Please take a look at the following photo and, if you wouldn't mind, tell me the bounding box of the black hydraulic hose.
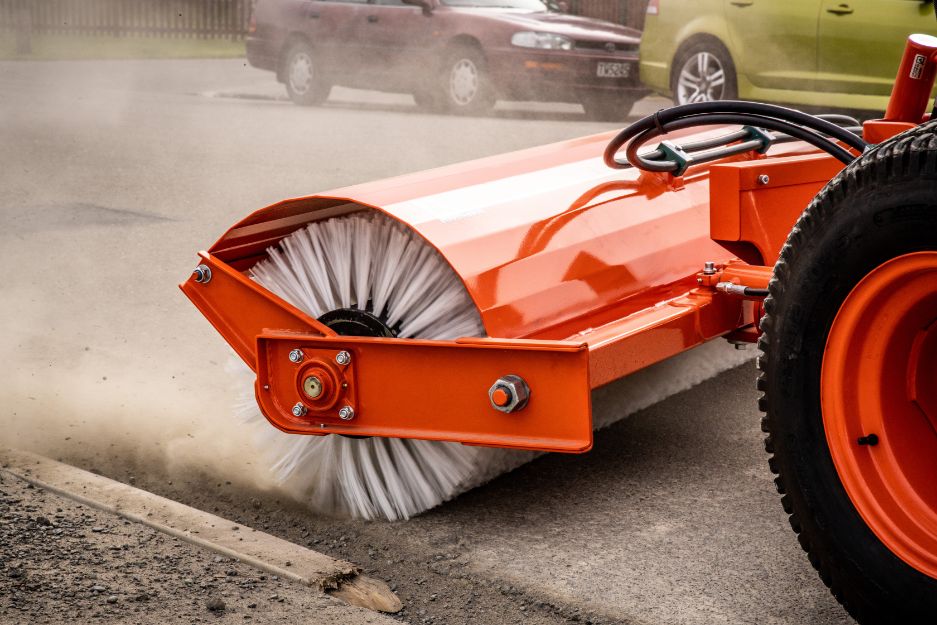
[620,113,865,171]
[604,100,866,171]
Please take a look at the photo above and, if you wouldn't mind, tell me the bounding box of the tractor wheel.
[758,123,937,625]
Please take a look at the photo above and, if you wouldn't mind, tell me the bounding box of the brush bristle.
[237,212,746,521]
[240,212,484,520]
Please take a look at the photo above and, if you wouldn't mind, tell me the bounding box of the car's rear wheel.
[442,46,495,114]
[671,40,738,104]
[579,93,638,122]
[283,42,332,106]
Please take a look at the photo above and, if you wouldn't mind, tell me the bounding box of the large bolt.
[303,375,322,399]
[488,375,530,412]
[192,265,211,284]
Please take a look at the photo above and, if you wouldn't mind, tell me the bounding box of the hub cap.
[290,52,313,94]
[820,252,937,578]
[676,52,726,104]
[449,59,478,106]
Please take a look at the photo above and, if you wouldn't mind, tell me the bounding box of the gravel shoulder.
[0,471,390,625]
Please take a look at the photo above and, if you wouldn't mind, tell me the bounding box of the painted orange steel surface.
[821,252,937,578]
[256,333,592,452]
[709,154,843,266]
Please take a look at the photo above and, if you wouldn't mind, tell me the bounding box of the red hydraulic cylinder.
[885,34,937,124]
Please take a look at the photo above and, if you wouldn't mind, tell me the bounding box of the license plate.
[595,62,631,78]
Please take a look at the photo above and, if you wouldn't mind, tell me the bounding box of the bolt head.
[303,375,323,399]
[488,375,530,412]
[192,264,211,284]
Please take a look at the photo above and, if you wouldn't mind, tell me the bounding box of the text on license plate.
[595,62,631,78]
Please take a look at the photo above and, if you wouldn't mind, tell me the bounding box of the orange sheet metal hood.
[210,130,784,339]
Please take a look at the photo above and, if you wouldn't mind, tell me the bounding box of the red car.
[247,0,648,119]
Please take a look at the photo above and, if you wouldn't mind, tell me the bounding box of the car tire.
[283,42,332,106]
[579,93,638,122]
[670,40,739,104]
[440,46,495,115]
[758,123,937,625]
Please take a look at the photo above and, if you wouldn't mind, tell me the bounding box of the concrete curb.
[0,449,402,613]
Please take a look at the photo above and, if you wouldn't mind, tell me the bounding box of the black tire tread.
[756,121,937,623]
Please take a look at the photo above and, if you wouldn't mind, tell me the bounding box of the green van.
[640,0,937,111]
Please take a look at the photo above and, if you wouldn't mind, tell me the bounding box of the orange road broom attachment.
[182,59,900,519]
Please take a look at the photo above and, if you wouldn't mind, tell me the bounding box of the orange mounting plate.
[255,331,592,453]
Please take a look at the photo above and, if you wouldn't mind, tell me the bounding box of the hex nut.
[488,374,530,413]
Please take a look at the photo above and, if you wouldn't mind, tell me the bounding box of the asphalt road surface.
[0,60,850,625]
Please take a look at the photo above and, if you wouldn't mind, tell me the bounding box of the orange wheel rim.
[820,252,937,578]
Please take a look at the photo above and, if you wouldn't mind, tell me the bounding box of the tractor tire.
[758,123,937,625]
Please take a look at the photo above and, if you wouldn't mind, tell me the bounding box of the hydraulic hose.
[604,100,867,175]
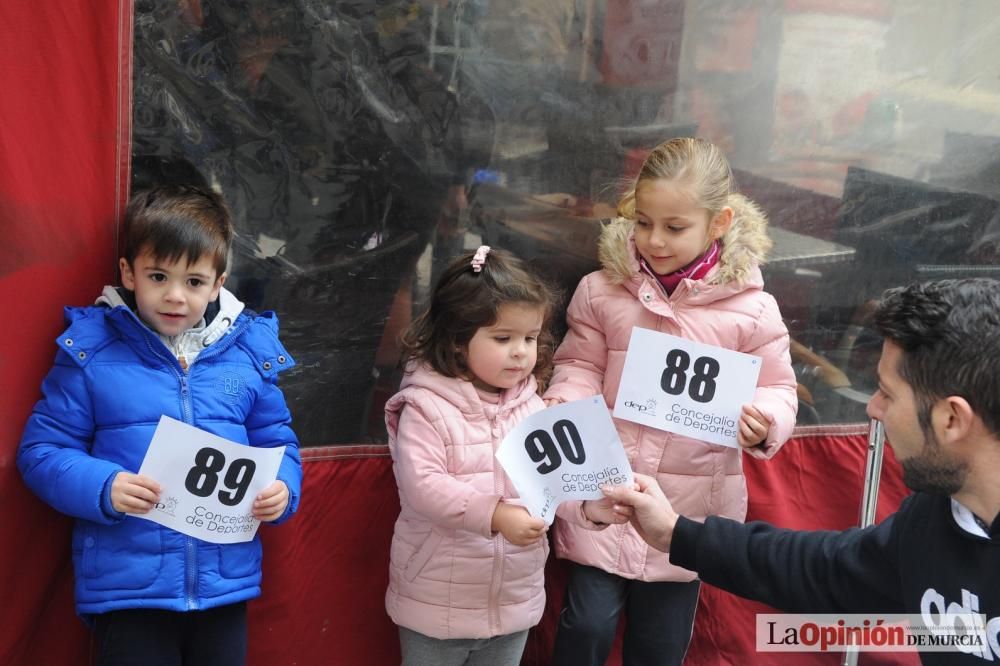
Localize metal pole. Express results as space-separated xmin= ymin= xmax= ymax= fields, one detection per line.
xmin=840 ymin=419 xmax=885 ymax=666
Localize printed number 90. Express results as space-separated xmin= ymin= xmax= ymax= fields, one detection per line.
xmin=524 ymin=419 xmax=587 ymax=474
xmin=660 ymin=349 xmax=719 ymax=402
xmin=184 ymin=446 xmax=257 ymax=506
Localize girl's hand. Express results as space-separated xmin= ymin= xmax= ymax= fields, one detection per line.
xmin=111 ymin=472 xmax=160 ymax=514
xmin=583 ymin=497 xmax=632 ymax=525
xmin=490 ymin=502 xmax=549 ymax=546
xmin=253 ymin=481 xmax=288 ymax=523
xmin=736 ymin=405 xmax=771 ymax=449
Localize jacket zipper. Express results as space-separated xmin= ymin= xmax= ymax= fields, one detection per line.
xmin=488 ymin=410 xmax=506 ymax=634
xmin=131 ymin=313 xmax=249 ymax=610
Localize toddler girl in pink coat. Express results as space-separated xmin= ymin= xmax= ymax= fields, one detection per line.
xmin=385 ymin=246 xmax=620 ymax=666
xmin=545 ymin=138 xmax=797 ymax=666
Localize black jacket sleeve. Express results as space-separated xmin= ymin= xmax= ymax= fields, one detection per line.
xmin=670 ymin=500 xmax=903 ymax=613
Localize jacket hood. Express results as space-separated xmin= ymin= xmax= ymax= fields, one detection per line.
xmin=598 ymin=194 xmax=772 ymax=284
xmin=399 ymin=362 xmax=538 ymax=415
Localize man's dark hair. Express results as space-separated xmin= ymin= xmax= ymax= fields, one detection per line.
xmin=873 ymin=278 xmax=1000 ymax=435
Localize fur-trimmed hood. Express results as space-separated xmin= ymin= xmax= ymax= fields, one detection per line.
xmin=597 ymin=194 xmax=772 ymax=284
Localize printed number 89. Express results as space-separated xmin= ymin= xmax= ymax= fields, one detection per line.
xmin=184 ymin=446 xmax=257 ymax=506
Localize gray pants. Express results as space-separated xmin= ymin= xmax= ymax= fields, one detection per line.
xmin=399 ymin=627 xmax=528 ymax=666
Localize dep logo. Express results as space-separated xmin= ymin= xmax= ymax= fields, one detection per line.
xmin=625 ymin=398 xmax=656 ymax=416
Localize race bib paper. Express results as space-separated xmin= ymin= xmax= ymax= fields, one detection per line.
xmin=614 ymin=327 xmax=762 ymax=447
xmin=134 ymin=416 xmax=285 ymax=543
xmin=496 ymin=396 xmax=632 ymax=525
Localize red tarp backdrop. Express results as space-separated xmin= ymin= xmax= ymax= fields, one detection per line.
xmin=0 ymin=0 xmax=131 ymax=664
xmin=0 ymin=0 xmax=913 ymax=666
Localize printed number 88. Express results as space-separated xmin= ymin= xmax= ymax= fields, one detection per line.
xmin=660 ymin=349 xmax=719 ymax=402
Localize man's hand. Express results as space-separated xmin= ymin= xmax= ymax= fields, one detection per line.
xmin=253 ymin=481 xmax=288 ymax=523
xmin=736 ymin=405 xmax=771 ymax=449
xmin=111 ymin=472 xmax=160 ymax=514
xmin=490 ymin=502 xmax=548 ymax=546
xmin=601 ymin=474 xmax=677 ymax=552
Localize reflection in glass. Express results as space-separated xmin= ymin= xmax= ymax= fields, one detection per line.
xmin=133 ymin=0 xmax=1000 ymax=445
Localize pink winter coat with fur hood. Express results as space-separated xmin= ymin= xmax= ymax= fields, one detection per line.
xmin=545 ymin=208 xmax=798 ymax=581
xmin=385 ymin=365 xmax=549 ymax=638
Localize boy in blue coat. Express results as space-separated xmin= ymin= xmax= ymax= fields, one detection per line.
xmin=17 ymin=186 xmax=302 ymax=666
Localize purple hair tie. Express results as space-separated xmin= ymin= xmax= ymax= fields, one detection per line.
xmin=472 ymin=245 xmax=490 ymax=273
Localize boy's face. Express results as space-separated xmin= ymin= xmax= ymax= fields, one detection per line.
xmin=120 ymin=251 xmax=226 ymax=337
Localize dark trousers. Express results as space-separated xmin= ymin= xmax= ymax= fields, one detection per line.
xmin=94 ymin=603 xmax=247 ymax=666
xmin=552 ymin=564 xmax=700 ymax=666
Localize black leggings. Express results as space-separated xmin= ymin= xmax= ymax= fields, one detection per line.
xmin=552 ymin=564 xmax=701 ymax=666
xmin=94 ymin=602 xmax=247 ymax=666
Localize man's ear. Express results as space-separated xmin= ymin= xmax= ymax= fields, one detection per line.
xmin=118 ymin=257 xmax=135 ymax=291
xmin=708 ymin=206 xmax=733 ymax=240
xmin=931 ymin=395 xmax=980 ymax=445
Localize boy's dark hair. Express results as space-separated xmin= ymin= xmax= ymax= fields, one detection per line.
xmin=873 ymin=278 xmax=1000 ymax=435
xmin=124 ymin=185 xmax=233 ymax=277
xmin=400 ymin=250 xmax=556 ymax=385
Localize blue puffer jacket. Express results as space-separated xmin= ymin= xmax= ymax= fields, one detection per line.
xmin=17 ymin=306 xmax=302 ymax=615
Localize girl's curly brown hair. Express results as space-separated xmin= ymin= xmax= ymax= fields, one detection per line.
xmin=400 ymin=250 xmax=557 ymax=387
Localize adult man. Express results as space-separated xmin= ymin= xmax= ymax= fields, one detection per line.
xmin=605 ymin=279 xmax=1000 ymax=664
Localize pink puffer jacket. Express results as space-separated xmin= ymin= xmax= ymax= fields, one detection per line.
xmin=545 ymin=213 xmax=798 ymax=581
xmin=385 ymin=365 xmax=549 ymax=638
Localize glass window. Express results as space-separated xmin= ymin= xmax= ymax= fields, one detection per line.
xmin=133 ymin=0 xmax=1000 ymax=446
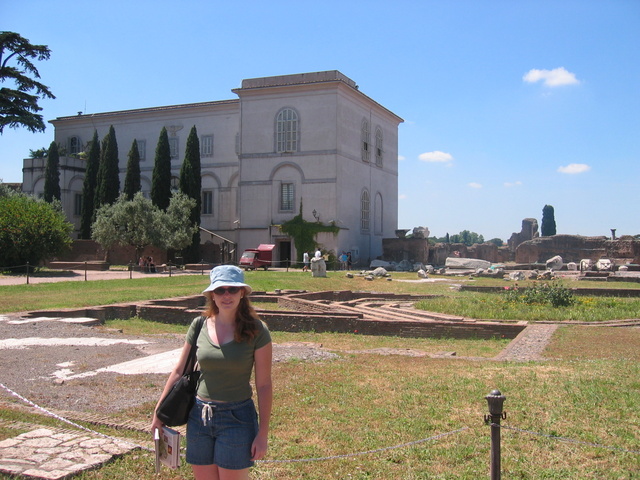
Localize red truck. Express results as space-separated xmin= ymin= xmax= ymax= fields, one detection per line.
xmin=240 ymin=243 xmax=276 ymax=270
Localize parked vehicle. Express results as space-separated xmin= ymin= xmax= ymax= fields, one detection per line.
xmin=240 ymin=243 xmax=276 ymax=270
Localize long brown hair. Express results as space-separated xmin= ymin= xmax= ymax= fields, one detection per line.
xmin=204 ymin=290 xmax=261 ymax=342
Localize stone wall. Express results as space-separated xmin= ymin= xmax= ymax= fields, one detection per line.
xmin=515 ymin=235 xmax=640 ymax=265
xmin=382 ymin=238 xmax=429 ymax=265
xmin=45 ymin=240 xmax=222 ymax=265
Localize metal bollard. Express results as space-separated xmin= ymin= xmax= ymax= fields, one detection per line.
xmin=484 ymin=389 xmax=507 ymax=480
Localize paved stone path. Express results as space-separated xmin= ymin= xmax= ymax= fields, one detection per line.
xmin=0 ymin=428 xmax=138 ymax=480
xmin=494 ymin=324 xmax=558 ymax=362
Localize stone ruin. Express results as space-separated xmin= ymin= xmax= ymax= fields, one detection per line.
xmin=382 ymin=218 xmax=640 ymax=269
xmin=507 ymin=218 xmax=540 ymax=253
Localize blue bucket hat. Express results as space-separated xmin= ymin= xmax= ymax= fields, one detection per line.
xmin=202 ymin=265 xmax=251 ymax=295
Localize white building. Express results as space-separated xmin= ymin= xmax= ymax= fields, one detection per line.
xmin=23 ymin=70 xmax=403 ymax=264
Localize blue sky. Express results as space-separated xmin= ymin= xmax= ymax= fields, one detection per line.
xmin=0 ymin=0 xmax=640 ymax=240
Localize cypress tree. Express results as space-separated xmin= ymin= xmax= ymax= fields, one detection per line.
xmin=44 ymin=142 xmax=60 ymax=203
xmin=151 ymin=127 xmax=171 ymax=210
xmin=95 ymin=125 xmax=120 ymax=210
xmin=124 ymin=140 xmax=142 ymax=200
xmin=180 ymin=125 xmax=202 ymax=262
xmin=540 ymin=205 xmax=556 ymax=237
xmin=80 ymin=130 xmax=100 ymax=240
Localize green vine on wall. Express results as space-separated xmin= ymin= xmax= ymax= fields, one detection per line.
xmin=280 ymin=202 xmax=340 ymax=262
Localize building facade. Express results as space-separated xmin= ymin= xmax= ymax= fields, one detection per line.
xmin=23 ymin=70 xmax=403 ymax=265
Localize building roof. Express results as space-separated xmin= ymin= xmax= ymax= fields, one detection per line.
xmin=49 ymin=98 xmax=239 ymax=123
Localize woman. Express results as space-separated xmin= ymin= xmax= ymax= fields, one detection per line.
xmin=151 ymin=265 xmax=273 ymax=480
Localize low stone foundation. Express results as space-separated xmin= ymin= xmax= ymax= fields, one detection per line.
xmin=22 ymin=291 xmax=526 ymax=338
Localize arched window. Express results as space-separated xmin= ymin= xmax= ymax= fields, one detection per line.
xmin=360 ymin=190 xmax=371 ymax=232
xmin=373 ymin=193 xmax=384 ymax=235
xmin=276 ymin=108 xmax=299 ymax=153
xmin=376 ymin=127 xmax=383 ymax=167
xmin=360 ymin=118 xmax=371 ymax=162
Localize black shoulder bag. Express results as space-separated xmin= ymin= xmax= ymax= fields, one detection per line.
xmin=156 ymin=317 xmax=206 ymax=427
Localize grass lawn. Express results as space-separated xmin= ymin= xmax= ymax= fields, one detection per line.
xmin=0 ymin=271 xmax=640 ymax=480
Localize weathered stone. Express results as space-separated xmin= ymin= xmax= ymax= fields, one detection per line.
xmin=445 ymin=257 xmax=491 ymax=270
xmin=545 ymin=255 xmax=564 ymax=271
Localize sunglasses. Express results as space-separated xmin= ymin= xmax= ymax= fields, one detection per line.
xmin=213 ymin=287 xmax=242 ymax=295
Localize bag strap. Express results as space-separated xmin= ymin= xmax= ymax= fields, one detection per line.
xmin=182 ymin=316 xmax=206 ymax=375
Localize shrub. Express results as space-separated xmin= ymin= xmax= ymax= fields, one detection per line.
xmin=0 ymin=194 xmax=73 ymax=267
xmin=506 ymin=282 xmax=575 ymax=307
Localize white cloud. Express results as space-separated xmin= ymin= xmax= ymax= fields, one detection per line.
xmin=558 ymin=163 xmax=591 ymax=175
xmin=418 ymin=150 xmax=453 ymax=163
xmin=504 ymin=180 xmax=522 ymax=188
xmin=522 ymin=67 xmax=580 ymax=87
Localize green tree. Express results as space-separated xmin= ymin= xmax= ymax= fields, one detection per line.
xmin=44 ymin=142 xmax=60 ymax=203
xmin=95 ymin=125 xmax=120 ymax=209
xmin=280 ymin=202 xmax=340 ymax=262
xmin=180 ymin=125 xmax=202 ymax=262
xmin=540 ymin=205 xmax=556 ymax=237
xmin=92 ymin=192 xmax=197 ymax=258
xmin=80 ymin=130 xmax=100 ymax=240
xmin=0 ymin=32 xmax=56 ymax=134
xmin=0 ymin=192 xmax=73 ymax=267
xmin=151 ymin=127 xmax=171 ymax=210
xmin=123 ymin=140 xmax=142 ymax=200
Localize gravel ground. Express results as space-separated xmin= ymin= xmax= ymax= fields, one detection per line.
xmin=0 ymin=315 xmax=336 ymax=413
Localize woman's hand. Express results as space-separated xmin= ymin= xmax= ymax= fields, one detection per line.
xmin=151 ymin=413 xmax=164 ymax=435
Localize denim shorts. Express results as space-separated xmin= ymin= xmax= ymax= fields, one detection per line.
xmin=186 ymin=398 xmax=258 ymax=470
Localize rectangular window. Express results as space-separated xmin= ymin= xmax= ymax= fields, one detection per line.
xmin=200 ymin=135 xmax=213 ymax=157
xmin=280 ymin=183 xmax=293 ymax=212
xmin=169 ymin=137 xmax=178 ymax=158
xmin=202 ymin=190 xmax=213 ymax=215
xmin=73 ymin=193 xmax=82 ymax=216
xmin=136 ymin=139 xmax=147 ymax=162
xmin=69 ymin=137 xmax=82 ymax=155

···

* WORK INSTRUCTIONS: Report every line of the records above that contains the string "road".

* TASK RESPONSE:
Please take a look at the photo above and, if you wouldn't mind, tell me the bounding box of the orange road broom attachment.
Please take a look at the photo above and, if you wouldn't mind, tell me the bounding box of the asphalt road surface.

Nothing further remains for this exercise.